EXERCISE DETAILS →
In the passage on volume replication, rewrite the section starting with "Take your average" and going on through "no good reason.", swapping "disk" for "drive".

DOCUMENT PASSAGE →
☆ ☆ ☆

Take your average Windows OS and you will find a lot a data written to disk that has no value to the business.  The system’s pagefile and prefetch files are constantly being written to.  This is before you apply virus checkers or user applications like Skype (yes it writes a lot to disk), Temporary Internet Files, etc.

And this is where volume level replication is so wasteful.   With Volume Replication everything is transferred and stored.  Factor a CDP system and then you are looking at capturing, transferring and storing a lot of unnecessary data.

Consider also that every block transferred is a load on the source system, the network and storage subsystem. There is a awful lot of energy and resources that goes into supporting Volume Replication and Volume CDP products . . . for no good reason.

☆ ☆ ☆

Collected data entries →
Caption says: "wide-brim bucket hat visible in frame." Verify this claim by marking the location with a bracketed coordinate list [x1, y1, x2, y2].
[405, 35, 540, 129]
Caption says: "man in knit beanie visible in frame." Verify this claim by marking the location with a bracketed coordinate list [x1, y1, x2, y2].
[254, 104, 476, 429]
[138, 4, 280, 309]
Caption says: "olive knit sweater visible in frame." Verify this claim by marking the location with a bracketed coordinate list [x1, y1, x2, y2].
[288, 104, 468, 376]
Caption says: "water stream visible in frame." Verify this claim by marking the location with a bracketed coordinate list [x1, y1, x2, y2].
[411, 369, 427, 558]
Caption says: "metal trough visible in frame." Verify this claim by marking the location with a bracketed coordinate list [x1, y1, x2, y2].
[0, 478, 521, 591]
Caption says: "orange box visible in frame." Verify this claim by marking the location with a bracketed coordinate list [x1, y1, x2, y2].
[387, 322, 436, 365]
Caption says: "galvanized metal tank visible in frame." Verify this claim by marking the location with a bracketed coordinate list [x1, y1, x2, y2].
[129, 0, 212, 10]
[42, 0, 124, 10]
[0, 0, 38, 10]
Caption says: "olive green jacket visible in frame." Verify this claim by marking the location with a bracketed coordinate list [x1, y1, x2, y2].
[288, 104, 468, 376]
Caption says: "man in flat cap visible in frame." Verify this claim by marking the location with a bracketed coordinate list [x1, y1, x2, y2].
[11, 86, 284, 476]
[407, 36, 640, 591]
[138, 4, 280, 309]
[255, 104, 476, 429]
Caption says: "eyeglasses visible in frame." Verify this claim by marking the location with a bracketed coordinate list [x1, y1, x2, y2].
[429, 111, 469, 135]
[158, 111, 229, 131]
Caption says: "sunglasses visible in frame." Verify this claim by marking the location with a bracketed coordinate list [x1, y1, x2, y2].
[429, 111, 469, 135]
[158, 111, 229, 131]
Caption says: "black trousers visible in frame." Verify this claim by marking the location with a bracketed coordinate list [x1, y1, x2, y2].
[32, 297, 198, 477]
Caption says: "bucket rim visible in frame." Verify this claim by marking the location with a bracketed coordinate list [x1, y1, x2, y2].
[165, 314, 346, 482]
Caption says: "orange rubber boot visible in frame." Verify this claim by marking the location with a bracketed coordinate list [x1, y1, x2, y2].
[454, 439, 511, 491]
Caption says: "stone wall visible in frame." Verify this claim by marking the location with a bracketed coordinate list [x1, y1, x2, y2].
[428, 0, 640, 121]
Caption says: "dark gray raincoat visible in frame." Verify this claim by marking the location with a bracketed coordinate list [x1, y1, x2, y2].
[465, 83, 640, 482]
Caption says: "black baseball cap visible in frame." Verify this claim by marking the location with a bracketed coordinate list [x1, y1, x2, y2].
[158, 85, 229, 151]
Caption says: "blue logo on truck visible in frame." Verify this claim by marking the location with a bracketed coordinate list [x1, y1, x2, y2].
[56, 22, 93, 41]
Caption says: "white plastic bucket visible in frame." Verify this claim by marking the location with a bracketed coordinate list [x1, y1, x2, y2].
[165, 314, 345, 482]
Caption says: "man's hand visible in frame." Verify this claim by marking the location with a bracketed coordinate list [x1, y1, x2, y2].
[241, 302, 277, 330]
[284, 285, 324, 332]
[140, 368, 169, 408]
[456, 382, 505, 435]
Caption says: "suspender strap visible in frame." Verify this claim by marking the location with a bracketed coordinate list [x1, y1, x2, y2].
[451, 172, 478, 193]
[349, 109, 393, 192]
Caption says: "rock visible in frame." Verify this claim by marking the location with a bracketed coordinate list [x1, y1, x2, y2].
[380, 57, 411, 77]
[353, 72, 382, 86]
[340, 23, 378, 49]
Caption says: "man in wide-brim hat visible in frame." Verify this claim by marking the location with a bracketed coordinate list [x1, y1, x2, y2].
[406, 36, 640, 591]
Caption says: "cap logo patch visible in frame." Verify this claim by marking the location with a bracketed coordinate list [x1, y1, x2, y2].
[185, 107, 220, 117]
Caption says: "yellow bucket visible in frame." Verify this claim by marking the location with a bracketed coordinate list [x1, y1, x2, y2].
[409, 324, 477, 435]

☆ ☆ ☆

REPLY TO THE TASK →
Take your average Windows OS and you will find a lot a data written to drive that has no value to the business.  The system’s pagefile and prefetch files are constantly being written to.  This is before you apply virus checkers or user applications like Skype (yes it writes a lot to drive), Temporary Internet Files, etc.

And this is where volume level replication is so wasteful.   With Volume Replication everything is transferred and stored.  Factor a CDP system and then you are looking at capturing, transferring and storing a lot of unnecessary data.

Consider also that every block transferred is a load on the source system, the network and storage subsystem. There is a awful lot of energy and resources that goes into supporting Volume Replication and Volume CDP products . . . for no good reason.